MATERIAL SUPPLIED |
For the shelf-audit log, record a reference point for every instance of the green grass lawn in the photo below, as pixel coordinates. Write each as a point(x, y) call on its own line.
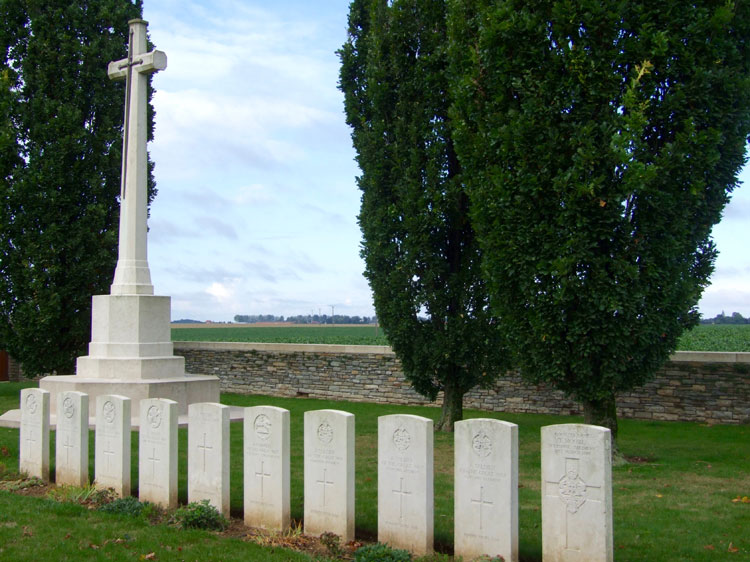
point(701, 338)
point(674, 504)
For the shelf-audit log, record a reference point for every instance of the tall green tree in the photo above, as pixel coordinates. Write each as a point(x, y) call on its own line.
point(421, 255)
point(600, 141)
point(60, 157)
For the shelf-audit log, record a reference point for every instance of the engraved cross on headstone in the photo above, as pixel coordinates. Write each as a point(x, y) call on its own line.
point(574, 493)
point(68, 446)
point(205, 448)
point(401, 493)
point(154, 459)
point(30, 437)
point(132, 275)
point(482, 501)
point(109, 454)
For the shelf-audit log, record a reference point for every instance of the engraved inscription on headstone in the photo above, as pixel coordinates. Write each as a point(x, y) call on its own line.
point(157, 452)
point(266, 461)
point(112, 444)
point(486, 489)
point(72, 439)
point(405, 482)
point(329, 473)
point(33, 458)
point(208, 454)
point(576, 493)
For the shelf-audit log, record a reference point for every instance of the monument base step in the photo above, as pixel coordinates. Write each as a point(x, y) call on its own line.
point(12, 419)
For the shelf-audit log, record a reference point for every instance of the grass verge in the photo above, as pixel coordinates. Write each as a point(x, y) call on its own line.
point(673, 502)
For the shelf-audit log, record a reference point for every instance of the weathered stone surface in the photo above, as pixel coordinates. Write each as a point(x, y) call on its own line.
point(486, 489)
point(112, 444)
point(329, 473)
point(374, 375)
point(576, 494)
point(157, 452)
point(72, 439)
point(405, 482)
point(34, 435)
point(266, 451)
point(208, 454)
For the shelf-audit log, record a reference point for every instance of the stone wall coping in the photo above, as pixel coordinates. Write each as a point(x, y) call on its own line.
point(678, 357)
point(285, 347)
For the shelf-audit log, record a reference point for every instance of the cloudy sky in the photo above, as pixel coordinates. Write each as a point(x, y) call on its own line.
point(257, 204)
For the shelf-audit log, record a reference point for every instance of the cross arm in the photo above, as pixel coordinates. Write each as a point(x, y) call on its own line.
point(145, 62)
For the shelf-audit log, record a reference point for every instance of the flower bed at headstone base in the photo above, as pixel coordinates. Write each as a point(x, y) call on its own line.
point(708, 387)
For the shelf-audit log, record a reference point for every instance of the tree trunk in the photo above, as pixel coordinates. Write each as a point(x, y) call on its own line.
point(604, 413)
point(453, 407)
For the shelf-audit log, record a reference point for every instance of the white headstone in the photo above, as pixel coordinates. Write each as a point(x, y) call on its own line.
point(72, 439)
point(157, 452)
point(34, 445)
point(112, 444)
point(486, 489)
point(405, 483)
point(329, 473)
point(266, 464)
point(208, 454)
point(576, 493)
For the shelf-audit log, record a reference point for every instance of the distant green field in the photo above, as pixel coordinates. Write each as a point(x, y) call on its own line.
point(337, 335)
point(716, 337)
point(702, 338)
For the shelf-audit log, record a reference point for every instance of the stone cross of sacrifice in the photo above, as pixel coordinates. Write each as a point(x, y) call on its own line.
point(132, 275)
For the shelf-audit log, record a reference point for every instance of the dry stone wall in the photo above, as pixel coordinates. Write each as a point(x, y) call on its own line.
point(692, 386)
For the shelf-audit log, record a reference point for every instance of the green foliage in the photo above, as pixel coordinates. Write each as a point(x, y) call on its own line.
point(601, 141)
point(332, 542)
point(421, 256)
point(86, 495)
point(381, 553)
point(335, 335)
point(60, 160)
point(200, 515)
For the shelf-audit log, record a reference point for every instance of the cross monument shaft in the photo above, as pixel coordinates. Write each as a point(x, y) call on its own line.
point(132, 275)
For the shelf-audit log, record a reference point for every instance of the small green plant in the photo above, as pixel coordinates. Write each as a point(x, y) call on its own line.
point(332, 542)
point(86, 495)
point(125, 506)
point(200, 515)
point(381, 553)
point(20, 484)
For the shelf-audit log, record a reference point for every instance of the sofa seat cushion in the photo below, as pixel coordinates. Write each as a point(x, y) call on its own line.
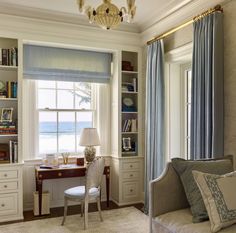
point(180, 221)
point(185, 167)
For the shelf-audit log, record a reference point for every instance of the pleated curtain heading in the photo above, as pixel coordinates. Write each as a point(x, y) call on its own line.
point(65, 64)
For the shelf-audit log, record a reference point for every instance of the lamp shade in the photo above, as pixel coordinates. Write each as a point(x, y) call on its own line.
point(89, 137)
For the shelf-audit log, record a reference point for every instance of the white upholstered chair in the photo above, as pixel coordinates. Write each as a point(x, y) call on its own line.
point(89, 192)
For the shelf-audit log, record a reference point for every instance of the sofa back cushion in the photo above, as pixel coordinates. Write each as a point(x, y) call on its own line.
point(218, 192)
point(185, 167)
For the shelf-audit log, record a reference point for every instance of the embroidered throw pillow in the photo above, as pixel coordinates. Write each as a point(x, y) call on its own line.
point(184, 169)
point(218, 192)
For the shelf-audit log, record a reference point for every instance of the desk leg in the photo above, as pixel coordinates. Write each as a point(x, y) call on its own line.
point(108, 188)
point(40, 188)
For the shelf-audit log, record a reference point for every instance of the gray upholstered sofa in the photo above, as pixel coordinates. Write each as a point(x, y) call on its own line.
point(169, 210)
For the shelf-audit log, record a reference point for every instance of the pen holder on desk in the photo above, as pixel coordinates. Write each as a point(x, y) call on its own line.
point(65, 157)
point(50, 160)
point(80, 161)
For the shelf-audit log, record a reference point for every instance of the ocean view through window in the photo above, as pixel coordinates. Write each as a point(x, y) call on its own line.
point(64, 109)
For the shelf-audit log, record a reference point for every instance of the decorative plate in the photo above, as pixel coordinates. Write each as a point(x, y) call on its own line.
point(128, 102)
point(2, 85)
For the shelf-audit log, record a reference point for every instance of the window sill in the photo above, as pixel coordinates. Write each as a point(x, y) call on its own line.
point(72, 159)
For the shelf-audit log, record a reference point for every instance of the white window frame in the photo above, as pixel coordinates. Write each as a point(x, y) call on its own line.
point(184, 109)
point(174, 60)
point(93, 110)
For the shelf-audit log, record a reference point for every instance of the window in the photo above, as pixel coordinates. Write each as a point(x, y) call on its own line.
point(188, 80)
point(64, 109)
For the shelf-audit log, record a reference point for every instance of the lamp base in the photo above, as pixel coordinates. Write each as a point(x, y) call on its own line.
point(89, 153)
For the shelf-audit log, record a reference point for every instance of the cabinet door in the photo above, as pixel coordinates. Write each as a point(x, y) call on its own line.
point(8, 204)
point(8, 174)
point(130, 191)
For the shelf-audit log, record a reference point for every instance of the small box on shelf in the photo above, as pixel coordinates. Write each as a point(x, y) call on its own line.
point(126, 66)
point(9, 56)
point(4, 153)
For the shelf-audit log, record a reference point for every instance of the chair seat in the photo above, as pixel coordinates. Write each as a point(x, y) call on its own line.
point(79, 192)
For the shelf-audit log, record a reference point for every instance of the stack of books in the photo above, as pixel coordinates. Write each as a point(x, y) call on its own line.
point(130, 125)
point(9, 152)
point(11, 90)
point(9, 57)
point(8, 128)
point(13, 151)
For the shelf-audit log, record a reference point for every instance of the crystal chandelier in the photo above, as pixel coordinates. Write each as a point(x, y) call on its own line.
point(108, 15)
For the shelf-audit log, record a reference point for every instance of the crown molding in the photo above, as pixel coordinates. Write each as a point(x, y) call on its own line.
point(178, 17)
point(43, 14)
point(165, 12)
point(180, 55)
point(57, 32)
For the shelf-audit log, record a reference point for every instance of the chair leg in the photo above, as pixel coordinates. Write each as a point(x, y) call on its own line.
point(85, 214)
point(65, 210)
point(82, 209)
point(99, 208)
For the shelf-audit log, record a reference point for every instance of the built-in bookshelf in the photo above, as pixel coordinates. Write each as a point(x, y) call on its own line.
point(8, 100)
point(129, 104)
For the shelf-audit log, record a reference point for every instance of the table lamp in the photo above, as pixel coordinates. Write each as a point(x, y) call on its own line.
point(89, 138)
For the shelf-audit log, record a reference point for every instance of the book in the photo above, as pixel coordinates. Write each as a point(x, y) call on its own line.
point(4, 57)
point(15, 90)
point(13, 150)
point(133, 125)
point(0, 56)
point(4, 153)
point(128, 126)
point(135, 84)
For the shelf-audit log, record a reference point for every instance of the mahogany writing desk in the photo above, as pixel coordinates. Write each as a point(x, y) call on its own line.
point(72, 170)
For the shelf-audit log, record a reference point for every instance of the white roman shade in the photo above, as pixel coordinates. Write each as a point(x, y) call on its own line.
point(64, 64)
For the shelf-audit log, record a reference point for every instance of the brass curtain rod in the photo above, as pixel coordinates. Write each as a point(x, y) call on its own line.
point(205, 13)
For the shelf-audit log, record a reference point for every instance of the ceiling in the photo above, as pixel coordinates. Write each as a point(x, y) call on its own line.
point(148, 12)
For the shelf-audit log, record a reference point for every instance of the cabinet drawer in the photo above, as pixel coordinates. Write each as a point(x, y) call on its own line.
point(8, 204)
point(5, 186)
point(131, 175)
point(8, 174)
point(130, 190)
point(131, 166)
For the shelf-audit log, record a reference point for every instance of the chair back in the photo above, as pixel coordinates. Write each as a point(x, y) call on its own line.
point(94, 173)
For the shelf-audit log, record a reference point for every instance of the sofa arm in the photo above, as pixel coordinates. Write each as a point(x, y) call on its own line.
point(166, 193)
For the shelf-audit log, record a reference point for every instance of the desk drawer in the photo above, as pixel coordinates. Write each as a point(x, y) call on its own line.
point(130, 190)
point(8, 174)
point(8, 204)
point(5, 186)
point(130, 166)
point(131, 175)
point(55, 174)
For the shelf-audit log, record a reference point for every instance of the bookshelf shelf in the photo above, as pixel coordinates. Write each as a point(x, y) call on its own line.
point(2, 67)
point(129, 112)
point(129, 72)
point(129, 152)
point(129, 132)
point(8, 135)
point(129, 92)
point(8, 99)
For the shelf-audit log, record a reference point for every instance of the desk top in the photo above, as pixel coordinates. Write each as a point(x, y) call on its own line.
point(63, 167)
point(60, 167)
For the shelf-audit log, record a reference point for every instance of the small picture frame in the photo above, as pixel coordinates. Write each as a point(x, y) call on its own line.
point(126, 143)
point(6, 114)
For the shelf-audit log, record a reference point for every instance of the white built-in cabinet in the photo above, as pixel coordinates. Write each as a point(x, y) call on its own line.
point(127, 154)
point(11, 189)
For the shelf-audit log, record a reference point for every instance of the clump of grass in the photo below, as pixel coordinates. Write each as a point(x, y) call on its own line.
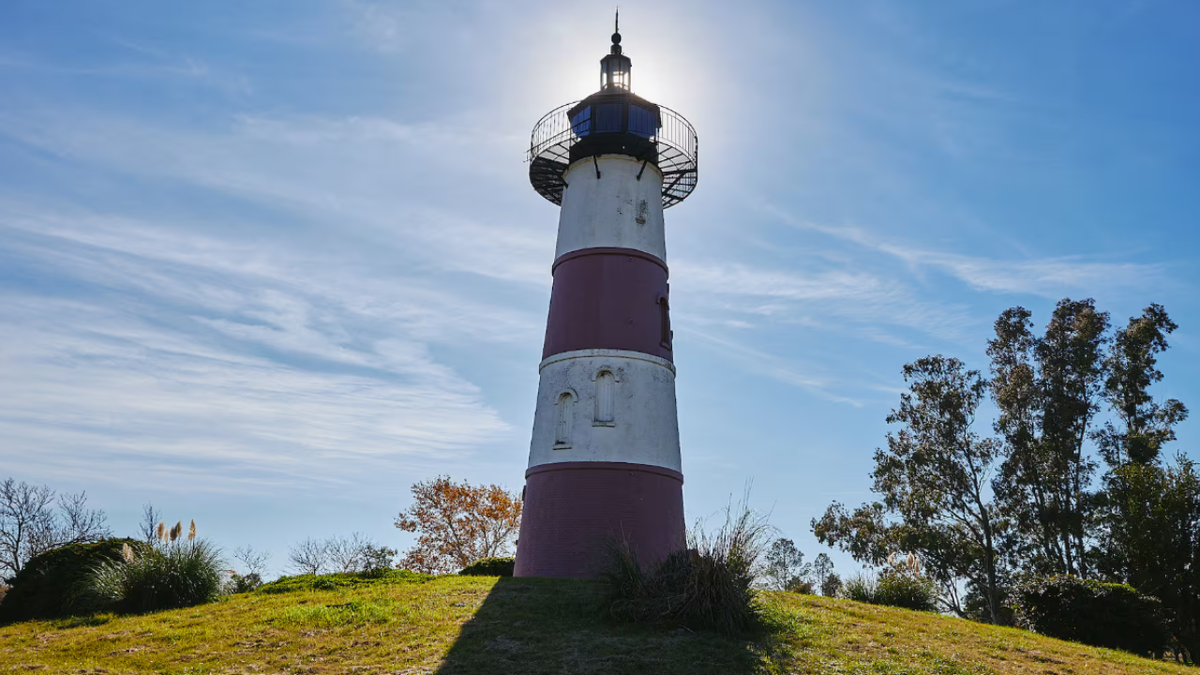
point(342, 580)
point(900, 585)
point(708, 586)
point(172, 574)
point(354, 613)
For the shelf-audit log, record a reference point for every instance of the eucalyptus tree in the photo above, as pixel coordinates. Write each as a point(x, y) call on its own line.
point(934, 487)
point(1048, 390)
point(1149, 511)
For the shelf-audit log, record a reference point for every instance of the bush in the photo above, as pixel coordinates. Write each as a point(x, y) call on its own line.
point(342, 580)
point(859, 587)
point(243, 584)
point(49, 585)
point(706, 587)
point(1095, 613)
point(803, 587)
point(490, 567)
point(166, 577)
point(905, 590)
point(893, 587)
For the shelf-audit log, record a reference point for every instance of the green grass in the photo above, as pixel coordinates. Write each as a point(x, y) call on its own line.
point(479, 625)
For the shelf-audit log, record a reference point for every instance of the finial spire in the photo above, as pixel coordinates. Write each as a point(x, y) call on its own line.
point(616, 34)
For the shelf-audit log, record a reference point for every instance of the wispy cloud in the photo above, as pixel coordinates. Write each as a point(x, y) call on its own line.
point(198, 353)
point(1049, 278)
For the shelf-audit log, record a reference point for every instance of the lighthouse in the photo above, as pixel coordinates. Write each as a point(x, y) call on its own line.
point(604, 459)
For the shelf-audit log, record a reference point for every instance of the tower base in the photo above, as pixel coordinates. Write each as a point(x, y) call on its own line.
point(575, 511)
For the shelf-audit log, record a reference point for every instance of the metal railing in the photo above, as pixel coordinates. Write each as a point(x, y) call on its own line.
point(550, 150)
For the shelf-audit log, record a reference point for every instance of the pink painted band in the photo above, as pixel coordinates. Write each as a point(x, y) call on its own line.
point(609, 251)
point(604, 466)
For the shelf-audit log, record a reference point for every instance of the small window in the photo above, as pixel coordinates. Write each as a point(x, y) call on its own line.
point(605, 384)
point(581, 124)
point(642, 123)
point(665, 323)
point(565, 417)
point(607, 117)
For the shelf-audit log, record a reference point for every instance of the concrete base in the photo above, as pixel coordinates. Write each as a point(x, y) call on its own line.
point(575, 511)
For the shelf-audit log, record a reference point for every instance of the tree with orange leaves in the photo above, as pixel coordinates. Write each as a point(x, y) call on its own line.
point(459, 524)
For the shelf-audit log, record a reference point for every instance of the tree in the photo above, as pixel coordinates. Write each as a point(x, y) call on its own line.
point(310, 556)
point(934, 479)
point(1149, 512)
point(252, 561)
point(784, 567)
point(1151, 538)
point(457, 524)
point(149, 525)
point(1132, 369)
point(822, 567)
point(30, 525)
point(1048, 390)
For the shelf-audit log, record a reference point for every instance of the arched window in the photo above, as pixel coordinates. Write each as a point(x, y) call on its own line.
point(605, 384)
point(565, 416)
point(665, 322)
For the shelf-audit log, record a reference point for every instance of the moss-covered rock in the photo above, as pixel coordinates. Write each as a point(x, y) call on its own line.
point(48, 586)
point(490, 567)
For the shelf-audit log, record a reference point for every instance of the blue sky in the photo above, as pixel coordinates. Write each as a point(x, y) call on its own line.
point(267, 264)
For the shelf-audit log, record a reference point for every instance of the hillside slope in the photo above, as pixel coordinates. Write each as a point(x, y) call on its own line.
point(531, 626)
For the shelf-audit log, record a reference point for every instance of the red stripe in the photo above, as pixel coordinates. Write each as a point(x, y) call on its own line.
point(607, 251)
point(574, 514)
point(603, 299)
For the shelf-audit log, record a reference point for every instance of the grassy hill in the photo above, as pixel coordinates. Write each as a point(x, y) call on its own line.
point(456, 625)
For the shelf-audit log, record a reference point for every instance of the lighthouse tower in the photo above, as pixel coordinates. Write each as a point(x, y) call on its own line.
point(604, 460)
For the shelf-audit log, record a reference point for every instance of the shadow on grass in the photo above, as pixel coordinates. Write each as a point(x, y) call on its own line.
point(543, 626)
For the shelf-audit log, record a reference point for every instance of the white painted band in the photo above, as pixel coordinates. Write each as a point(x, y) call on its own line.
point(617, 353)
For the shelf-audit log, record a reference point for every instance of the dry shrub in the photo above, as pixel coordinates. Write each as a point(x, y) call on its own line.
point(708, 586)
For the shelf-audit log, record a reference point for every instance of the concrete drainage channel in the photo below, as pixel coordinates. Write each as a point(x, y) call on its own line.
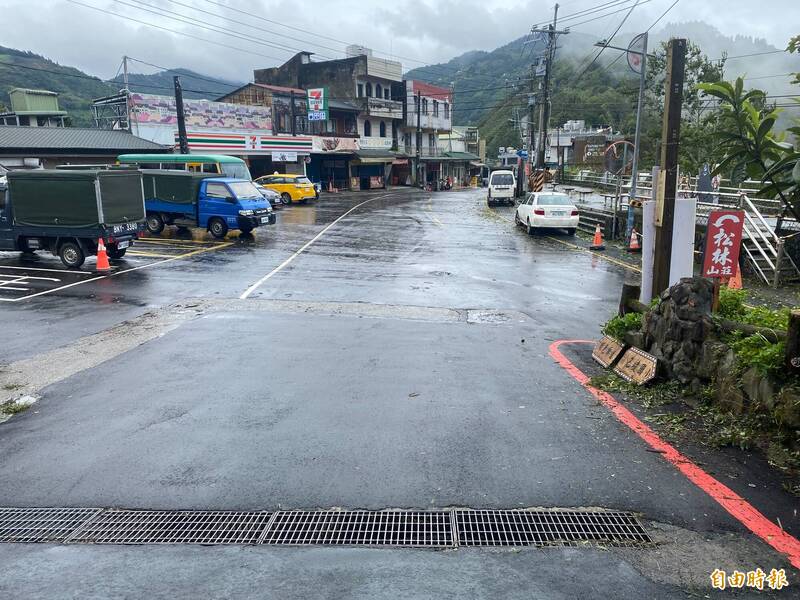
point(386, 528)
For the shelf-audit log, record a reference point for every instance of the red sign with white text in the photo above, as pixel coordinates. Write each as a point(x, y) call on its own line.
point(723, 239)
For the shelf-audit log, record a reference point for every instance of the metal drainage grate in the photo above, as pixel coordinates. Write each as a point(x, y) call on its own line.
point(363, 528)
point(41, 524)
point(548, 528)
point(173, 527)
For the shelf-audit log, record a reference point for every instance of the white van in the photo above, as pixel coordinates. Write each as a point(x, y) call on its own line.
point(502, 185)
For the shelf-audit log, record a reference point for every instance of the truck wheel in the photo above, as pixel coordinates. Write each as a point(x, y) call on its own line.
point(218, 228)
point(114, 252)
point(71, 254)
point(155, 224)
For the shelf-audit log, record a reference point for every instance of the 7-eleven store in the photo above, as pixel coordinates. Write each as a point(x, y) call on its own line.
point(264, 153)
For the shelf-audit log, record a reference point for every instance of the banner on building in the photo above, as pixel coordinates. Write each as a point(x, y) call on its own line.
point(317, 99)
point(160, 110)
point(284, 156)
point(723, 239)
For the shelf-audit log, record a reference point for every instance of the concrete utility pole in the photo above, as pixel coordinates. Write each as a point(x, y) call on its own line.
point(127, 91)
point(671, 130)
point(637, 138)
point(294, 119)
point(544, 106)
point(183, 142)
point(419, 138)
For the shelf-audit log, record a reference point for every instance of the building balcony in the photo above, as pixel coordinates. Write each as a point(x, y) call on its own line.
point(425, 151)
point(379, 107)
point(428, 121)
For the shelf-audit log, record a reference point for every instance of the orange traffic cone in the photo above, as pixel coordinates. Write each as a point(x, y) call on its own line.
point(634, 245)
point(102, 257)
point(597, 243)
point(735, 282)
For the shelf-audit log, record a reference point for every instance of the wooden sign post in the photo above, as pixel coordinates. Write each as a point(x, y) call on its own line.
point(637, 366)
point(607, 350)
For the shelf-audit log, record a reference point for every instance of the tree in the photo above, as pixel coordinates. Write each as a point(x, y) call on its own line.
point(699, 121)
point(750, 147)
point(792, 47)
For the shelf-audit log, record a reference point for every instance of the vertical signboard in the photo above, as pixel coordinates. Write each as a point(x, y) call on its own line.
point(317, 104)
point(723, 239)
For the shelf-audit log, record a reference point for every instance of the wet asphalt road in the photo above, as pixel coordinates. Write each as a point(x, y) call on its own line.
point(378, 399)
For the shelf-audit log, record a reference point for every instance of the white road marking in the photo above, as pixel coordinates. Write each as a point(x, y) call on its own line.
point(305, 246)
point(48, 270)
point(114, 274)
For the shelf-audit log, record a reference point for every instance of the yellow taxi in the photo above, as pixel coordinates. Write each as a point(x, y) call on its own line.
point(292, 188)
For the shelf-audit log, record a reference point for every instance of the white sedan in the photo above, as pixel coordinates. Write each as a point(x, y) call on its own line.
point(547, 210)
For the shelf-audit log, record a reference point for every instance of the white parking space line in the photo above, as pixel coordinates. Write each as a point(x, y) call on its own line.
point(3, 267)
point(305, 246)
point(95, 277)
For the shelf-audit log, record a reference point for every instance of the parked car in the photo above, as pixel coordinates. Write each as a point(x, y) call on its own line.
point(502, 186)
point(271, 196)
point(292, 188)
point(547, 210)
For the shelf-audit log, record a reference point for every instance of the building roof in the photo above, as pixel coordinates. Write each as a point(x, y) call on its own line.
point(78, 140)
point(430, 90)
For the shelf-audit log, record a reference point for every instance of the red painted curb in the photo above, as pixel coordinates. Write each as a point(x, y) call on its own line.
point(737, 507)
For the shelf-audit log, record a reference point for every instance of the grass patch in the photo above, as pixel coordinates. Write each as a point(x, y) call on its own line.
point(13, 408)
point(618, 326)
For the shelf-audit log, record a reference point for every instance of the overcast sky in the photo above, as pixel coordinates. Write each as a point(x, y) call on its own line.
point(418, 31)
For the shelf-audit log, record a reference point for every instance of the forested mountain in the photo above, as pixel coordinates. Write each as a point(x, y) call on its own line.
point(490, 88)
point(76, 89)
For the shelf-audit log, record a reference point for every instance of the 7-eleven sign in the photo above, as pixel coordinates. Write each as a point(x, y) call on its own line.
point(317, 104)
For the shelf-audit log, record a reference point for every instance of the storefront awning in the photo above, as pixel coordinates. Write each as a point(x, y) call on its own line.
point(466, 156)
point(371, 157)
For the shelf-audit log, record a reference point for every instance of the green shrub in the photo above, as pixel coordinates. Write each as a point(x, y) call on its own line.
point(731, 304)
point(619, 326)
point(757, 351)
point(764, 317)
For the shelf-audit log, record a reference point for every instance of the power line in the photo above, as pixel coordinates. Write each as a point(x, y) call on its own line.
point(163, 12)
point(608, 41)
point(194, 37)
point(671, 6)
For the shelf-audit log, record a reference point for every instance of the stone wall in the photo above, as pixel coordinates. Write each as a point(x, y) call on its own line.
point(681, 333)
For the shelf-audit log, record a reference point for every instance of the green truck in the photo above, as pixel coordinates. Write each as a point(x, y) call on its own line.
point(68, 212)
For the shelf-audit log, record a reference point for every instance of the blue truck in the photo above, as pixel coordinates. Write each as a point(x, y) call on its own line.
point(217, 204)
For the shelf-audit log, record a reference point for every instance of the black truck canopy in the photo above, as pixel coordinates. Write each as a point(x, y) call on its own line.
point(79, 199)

WHAT TO DO | Reproduce the material above without changes, everything from the line that contains "the engraved cross" down to the line that contains "point(12, 419)", both of those lines included.

OUTPUT OF THE TASK |
For the shelf-audit log, record a reference point for every instance of the engraved cross on headstone in the photo above, as pixel coordinates. Write each as a point(x, y) call on its own line.
point(574, 493)
point(68, 446)
point(205, 448)
point(401, 493)
point(154, 459)
point(30, 437)
point(132, 275)
point(482, 501)
point(109, 454)
For the shelf-audit log, record a reference point for every instance of the engraved inscription on headstone in the photo above, as pixel coordinates. Write each as a point(x, y) call on its own line.
point(157, 452)
point(266, 461)
point(112, 444)
point(486, 489)
point(72, 439)
point(405, 482)
point(329, 473)
point(33, 458)
point(208, 454)
point(576, 493)
For the shelf-audit log, record a reference point for every instance of the monument base step in the photo above, as pixel coordinates. Write each as a point(x, y) call on its own line.
point(12, 419)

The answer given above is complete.